Running WebAssembly on tiny MCUs and deeply embedded targets. Not “fastest interpreter on every benchmark”, but making Wasm practical on devices with very limited RAM, flash, toolchains, and operating-system support. A lot of the design tradeoffs came from that world.

Wasm3 also helped push some ecosystem discussions around embedded Wasm, including the custom page size proposal. The default 64 KiB Wasm page size is very natural for desktop/server engines, but it is quite painful on small microcontrollers. Having a way to formulate that problem clearly for the spec/community was, in my opinion, one of the more important outcomes of the project.

And yes, I’m also glad the tail-call / TCO-style interpreter approach got more attention afterwards. Josh Haberman’s “Parsing protobuf at 2+GB/s” article mentions Wasm3 specifically, and that line of work later influenced broader discussion around efficient interpreters, including improvements in the Python interpreter. That is probably one of the nicest forms of impact an open-source project can have: not only being useful itself, but also giving other people a concrete reference point for improving their own runtimes.

So, from my side, I would not frame this as “Wasm3 invented fast interpreters”. It did not.
I think it is fair to say that Wasm3 helped bring this family of techniques into the modern Wasm interpreter conversation, especially for constrained and embedded environments.

* _Data records_

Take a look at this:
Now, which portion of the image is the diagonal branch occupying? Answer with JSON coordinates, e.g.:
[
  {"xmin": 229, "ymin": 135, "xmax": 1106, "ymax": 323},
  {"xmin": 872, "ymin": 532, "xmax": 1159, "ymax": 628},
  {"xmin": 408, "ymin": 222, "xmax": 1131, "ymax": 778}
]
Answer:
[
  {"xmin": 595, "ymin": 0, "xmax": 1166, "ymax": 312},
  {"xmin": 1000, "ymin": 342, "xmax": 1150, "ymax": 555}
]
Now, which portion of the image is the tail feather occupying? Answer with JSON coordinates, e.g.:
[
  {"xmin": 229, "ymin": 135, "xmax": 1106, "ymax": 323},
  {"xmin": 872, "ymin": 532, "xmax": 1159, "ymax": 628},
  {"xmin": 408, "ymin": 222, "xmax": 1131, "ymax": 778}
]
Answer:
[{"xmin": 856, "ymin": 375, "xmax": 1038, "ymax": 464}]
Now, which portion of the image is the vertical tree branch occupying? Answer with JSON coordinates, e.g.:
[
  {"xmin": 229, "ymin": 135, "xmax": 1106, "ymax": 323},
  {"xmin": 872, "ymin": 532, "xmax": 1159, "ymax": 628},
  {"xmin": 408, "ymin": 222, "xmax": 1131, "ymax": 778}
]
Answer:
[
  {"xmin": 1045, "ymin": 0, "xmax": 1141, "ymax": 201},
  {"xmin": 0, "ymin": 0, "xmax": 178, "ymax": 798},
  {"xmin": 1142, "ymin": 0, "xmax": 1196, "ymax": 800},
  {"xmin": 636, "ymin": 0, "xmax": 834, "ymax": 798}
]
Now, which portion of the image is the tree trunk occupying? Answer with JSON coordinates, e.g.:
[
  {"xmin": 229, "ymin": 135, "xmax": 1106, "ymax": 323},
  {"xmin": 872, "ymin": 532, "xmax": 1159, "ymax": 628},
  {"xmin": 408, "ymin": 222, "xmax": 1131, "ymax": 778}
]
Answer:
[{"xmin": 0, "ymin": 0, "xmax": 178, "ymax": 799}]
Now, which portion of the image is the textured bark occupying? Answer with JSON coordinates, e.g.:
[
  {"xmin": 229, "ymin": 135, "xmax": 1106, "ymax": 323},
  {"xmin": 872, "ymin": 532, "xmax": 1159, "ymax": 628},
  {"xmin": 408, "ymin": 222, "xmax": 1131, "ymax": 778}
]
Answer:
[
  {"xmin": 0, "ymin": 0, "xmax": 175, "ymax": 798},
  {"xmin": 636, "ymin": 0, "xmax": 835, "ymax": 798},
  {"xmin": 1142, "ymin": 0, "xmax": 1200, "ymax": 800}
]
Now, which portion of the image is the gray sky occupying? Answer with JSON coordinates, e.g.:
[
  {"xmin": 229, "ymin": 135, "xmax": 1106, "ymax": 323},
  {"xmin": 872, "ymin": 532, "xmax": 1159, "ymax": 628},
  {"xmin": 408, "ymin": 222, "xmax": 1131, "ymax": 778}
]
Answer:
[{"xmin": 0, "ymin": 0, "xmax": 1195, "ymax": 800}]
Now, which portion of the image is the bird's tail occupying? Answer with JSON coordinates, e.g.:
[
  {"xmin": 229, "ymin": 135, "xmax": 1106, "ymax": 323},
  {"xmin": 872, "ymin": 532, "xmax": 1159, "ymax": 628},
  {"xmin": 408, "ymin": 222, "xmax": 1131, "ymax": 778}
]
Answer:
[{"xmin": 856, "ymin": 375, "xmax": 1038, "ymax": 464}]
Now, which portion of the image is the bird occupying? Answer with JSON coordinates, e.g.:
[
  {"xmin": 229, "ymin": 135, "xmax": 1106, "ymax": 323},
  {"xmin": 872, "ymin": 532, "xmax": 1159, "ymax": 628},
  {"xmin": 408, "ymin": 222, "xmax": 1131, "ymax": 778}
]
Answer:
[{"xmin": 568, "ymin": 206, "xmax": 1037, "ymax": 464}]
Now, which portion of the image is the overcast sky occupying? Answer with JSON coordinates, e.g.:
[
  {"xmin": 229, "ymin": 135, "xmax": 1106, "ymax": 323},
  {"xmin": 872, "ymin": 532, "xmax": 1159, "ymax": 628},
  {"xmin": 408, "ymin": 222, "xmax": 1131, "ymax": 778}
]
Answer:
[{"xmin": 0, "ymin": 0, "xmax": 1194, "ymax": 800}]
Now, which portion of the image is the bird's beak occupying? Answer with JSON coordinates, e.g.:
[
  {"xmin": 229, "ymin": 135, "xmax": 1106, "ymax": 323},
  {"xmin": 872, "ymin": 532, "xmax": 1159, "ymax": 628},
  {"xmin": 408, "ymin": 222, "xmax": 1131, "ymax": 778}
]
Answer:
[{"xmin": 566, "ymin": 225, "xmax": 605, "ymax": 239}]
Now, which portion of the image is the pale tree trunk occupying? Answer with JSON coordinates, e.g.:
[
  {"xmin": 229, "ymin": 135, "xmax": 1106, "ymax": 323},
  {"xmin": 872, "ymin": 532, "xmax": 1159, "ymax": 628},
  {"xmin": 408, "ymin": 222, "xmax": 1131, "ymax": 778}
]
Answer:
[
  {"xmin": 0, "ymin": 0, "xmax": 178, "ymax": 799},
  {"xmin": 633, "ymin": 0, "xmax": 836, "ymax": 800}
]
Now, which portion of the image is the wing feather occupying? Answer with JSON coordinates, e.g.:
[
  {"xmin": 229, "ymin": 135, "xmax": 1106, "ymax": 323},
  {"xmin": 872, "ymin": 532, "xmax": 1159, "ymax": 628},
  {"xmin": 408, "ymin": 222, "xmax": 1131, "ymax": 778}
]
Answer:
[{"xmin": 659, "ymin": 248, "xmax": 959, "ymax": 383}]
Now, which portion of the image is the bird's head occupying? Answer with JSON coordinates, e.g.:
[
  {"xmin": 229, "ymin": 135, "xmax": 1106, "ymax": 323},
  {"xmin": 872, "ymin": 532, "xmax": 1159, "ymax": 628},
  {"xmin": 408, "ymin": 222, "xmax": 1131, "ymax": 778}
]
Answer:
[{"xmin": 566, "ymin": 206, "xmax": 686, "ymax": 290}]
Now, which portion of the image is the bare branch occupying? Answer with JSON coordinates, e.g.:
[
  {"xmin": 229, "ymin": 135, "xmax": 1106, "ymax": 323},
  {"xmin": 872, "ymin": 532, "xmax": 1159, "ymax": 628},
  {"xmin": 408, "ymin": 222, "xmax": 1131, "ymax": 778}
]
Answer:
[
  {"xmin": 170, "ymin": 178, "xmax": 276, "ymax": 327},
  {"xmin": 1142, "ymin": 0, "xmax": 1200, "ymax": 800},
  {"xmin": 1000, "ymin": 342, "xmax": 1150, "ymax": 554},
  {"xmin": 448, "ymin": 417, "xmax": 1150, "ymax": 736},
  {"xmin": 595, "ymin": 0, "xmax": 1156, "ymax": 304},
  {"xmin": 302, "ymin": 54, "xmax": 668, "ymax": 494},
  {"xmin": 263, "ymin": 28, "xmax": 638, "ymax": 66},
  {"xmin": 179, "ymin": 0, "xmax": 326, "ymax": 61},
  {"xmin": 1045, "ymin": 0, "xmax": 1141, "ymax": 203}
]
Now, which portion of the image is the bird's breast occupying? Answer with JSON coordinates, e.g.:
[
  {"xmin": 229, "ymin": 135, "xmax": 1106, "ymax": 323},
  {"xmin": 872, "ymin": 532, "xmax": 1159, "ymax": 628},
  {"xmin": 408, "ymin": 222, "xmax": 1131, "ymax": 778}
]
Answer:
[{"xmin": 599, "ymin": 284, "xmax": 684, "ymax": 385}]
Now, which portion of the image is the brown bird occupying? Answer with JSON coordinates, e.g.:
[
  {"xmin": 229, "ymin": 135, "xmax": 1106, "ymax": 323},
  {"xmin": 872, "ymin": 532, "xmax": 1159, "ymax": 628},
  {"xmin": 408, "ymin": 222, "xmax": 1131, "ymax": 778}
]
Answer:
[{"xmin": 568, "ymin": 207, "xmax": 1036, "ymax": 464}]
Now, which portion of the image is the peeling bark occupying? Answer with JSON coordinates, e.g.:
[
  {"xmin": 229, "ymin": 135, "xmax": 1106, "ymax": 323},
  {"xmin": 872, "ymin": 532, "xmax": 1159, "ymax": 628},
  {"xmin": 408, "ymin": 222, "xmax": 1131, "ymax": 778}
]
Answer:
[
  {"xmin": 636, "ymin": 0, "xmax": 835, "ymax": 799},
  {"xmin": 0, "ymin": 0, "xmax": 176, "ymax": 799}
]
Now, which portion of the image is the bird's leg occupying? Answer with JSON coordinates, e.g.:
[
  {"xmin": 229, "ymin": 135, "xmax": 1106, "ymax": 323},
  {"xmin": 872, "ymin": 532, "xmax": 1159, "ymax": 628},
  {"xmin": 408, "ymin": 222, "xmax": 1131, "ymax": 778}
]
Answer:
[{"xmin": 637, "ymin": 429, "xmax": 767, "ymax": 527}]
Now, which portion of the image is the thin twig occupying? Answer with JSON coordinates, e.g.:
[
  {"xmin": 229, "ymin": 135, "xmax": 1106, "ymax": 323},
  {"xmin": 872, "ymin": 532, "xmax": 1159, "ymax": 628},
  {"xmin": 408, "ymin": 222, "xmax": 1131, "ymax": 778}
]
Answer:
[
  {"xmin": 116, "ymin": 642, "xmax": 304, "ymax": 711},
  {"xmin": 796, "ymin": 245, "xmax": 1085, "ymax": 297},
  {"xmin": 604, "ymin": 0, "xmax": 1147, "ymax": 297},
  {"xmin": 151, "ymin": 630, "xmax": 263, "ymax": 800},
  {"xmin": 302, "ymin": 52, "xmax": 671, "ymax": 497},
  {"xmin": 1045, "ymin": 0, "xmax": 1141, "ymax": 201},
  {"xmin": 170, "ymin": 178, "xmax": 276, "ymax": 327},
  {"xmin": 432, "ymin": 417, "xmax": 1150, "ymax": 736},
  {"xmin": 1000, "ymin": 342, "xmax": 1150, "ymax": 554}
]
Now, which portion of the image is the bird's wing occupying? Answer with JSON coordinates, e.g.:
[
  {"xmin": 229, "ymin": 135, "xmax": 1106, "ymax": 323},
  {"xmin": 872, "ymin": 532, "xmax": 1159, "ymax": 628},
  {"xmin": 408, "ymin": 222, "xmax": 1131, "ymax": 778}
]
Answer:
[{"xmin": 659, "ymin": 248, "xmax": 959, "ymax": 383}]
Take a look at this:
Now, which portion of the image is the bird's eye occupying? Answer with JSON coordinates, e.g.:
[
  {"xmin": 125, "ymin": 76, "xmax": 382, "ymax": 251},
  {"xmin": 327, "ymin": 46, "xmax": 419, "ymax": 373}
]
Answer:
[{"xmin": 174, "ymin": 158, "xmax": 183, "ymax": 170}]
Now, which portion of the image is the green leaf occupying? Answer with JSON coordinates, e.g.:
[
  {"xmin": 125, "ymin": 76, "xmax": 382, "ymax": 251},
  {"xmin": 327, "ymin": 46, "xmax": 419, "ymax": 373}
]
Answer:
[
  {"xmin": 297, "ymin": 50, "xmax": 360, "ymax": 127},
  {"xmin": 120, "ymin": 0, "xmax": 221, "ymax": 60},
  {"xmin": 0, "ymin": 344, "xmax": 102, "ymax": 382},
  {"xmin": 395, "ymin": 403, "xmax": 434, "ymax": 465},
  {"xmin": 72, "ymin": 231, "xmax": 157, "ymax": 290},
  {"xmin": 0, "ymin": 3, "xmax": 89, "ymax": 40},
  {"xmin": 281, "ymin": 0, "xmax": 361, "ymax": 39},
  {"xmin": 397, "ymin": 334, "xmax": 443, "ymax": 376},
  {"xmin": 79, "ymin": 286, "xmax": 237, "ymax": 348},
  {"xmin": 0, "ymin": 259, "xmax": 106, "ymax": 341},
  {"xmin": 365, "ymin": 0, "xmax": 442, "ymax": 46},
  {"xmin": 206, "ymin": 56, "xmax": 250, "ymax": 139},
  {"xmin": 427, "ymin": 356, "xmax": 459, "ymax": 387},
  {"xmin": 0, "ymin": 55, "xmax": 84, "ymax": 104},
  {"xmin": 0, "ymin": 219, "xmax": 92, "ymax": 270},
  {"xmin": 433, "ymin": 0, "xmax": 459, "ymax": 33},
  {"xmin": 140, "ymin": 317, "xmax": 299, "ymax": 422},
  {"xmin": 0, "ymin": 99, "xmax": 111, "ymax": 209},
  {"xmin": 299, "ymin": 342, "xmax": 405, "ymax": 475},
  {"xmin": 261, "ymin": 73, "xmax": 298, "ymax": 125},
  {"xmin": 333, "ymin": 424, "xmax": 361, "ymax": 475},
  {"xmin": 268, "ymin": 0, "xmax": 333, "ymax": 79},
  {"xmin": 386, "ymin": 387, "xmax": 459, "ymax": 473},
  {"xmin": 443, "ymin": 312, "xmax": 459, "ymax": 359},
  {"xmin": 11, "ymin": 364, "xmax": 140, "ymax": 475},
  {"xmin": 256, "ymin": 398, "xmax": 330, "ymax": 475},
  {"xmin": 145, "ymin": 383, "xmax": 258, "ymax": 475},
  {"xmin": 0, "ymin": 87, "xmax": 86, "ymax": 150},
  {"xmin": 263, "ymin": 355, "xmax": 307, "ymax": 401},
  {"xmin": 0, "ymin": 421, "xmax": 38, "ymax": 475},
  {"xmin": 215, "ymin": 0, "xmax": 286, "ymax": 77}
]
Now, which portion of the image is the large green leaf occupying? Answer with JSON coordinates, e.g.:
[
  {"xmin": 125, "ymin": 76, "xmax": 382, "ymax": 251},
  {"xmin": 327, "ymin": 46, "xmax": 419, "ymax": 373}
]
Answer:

* _To be done_
Reproduce the passage above on Wasm3 and embedded WebAssembly in full, word for word.

* _Task answer_
Running WebAssembly on tiny MCUs and deeply embedded targets. Not “fastest interpreter on every benchmark”, but making Wasm practical on devices with very limited RAM, flash, toolchains, and operating-system support. A lot of the design tradeoffs came from that world.

Wasm3 also helped push some ecosystem discussions around embedded Wasm, including the custom page size proposal. The default 64 KiB Wasm page size is very natural for desktop/server engines, but it is quite painful on small microcontrollers. Having a way to formulate that problem clearly for the spec/community was, in my opinion, one of the more important outcomes of the project.

And yes, I’m also glad the tail-call / TCO-style interpreter approach got more attention afterwards. Josh Haberman’s “Parsing protobuf at 2+GB/s” article mentions Wasm3 specifically, and that line of work later influenced broader discussion around efficient interpreters, including improvements in the Python interpreter. That is probably one of the nicest forms of impact an open-source project can have: not only being useful itself, but also giving other people a concrete reference point for improving their own runtimes.

So, from my side, I would not frame this as “Wasm3 invented fast interpreters”. It did not.
I think it is fair to say that Wasm3 helped bring this family of techniques into the modern Wasm interpreter conversation, especially for constrained and embedded environments.